Texto extraído
Se esta política monetária for bem-sucedida, as previsões de inflação poderão finalmente descolar após dez anos de torpor. É esse o objetivo que se pretende alcançar. Neste caso, as taxas dos mercados de renda fixa de longo prazo, ou seja, as taxas para trinta anos, refletirão este despertar e, assim, a curva de rendimento das taxas de juros poderá retomar uma certa inclinação positiva. Os bancos poderão finalmente retomar alguma atividade de transformação e contribuir positivamente para uma recuperação econômica. O comportamento das rendas fixas nos dirão rapidamente se os mercados consideram este cenário credível.

Atualmente a questão não está, de forma alguma, resolvida, o que não decorre apenas do fato de o fracasso dos bancos centrais em relançar a economia e a inflação nos últimos dez anos inspirar apenas uma confiança muito prudente, mas também porque nem tudo depende deles.

Dados do exercício
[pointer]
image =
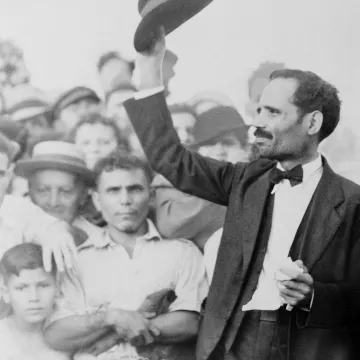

Sua tarefa
Devolva, sem mudar nada, o trecho do texto sobre política monetária que começa em "Se esta política" e vai até "este cenário credível.", incluindo essas palavras. Baseie-se somente no texto.

Solução
Se esta política monetária for bem-sucedida, as previsões de inflação poderão finalmente descolar após dez anos de torpor. É esse o objetivo que se pretende alcançar. Neste caso, as taxas dos mercados de renda fixa de longo prazo, ou seja, as taxas para trinta anos, refletirão este despertar e, assim, a curva de rendimento das taxas de juros poderá retomar uma certa inclinação positiva. Os bancos poderão finalmente retomar alguma atividade de transformação e contribuir positivamente para uma recuperação econômica. O comportamento das rendas fixas nos dirão rapidamente se os mercados consideram este cenário credível.